■ Problem requirements
Copy every line below that contains the word "bougainvillea".

■ Raw records

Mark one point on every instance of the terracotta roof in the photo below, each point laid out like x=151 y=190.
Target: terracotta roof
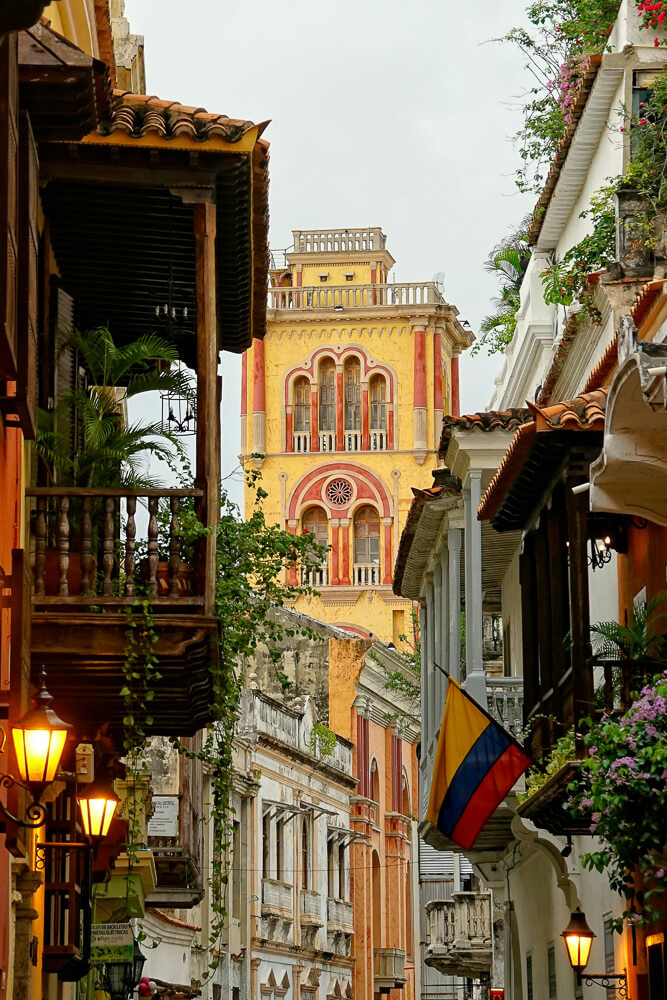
x=174 y=921
x=589 y=73
x=646 y=298
x=138 y=115
x=422 y=498
x=489 y=420
x=604 y=367
x=583 y=413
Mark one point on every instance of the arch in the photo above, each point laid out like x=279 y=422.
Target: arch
x=301 y=404
x=374 y=781
x=314 y=521
x=352 y=393
x=309 y=489
x=326 y=385
x=366 y=531
x=377 y=899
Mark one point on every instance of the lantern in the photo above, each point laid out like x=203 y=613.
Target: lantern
x=39 y=740
x=98 y=803
x=578 y=939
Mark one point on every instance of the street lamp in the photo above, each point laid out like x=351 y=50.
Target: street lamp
x=39 y=740
x=578 y=938
x=98 y=803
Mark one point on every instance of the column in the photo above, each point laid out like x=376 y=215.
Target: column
x=365 y=436
x=340 y=444
x=314 y=420
x=475 y=682
x=244 y=403
x=419 y=418
x=258 y=399
x=345 y=562
x=454 y=604
x=456 y=398
x=335 y=579
x=208 y=410
x=292 y=579
x=437 y=388
x=388 y=568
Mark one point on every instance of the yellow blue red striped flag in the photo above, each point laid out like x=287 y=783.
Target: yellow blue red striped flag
x=476 y=764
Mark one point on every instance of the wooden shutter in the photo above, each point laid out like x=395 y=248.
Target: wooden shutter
x=28 y=243
x=8 y=203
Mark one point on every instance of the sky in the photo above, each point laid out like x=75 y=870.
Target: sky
x=390 y=114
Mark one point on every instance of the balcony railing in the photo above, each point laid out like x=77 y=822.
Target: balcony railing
x=388 y=969
x=301 y=442
x=315 y=577
x=338 y=240
x=340 y=914
x=277 y=897
x=459 y=934
x=342 y=297
x=86 y=549
x=311 y=905
x=378 y=440
x=366 y=574
x=327 y=441
x=353 y=441
x=505 y=703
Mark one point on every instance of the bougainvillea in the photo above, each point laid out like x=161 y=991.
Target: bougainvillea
x=621 y=785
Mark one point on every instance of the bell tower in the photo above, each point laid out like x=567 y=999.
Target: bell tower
x=342 y=406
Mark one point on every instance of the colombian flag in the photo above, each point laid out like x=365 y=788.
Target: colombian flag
x=476 y=764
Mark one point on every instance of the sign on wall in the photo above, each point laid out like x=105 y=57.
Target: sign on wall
x=111 y=943
x=164 y=821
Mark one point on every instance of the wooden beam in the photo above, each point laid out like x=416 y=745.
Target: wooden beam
x=208 y=410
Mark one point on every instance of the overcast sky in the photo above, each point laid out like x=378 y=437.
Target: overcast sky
x=387 y=114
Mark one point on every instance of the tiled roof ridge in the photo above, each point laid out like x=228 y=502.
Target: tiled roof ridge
x=589 y=72
x=584 y=412
x=484 y=421
x=140 y=114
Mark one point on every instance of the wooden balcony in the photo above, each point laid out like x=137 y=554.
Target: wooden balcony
x=459 y=935
x=388 y=969
x=96 y=553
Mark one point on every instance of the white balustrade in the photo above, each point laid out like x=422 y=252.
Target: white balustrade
x=337 y=240
x=505 y=702
x=378 y=440
x=340 y=913
x=315 y=577
x=366 y=574
x=341 y=297
x=327 y=441
x=301 y=442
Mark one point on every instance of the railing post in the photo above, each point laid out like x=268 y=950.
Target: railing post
x=63 y=547
x=130 y=546
x=107 y=558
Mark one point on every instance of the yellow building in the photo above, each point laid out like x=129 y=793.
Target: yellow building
x=342 y=406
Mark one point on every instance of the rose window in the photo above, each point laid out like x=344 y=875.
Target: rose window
x=339 y=493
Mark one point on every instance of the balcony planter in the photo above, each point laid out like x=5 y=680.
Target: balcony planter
x=547 y=806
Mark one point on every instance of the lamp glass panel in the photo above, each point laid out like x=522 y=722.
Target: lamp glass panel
x=38 y=753
x=578 y=948
x=96 y=815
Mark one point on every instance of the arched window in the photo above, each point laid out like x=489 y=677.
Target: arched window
x=352 y=394
x=366 y=547
x=301 y=404
x=374 y=783
x=327 y=395
x=378 y=397
x=314 y=522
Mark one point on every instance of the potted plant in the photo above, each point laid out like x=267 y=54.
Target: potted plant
x=87 y=441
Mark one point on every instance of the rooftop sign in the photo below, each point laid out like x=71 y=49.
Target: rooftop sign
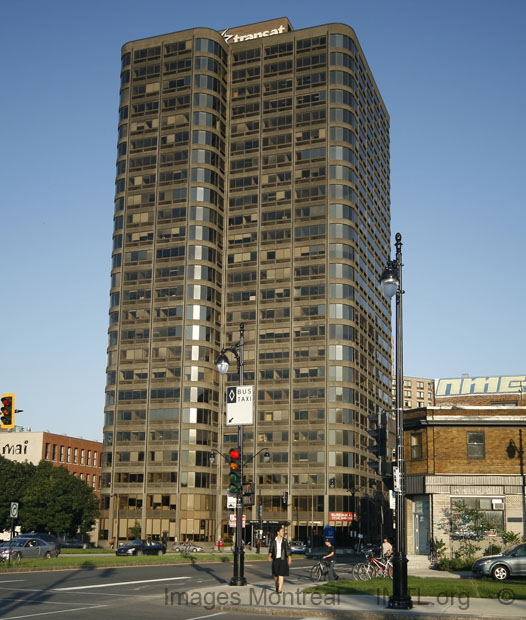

■ Exercise solution
Mark one point on every instance of the bougainvillea in the photo above, each point laid out like x=161 y=991.
Target: bougainvillea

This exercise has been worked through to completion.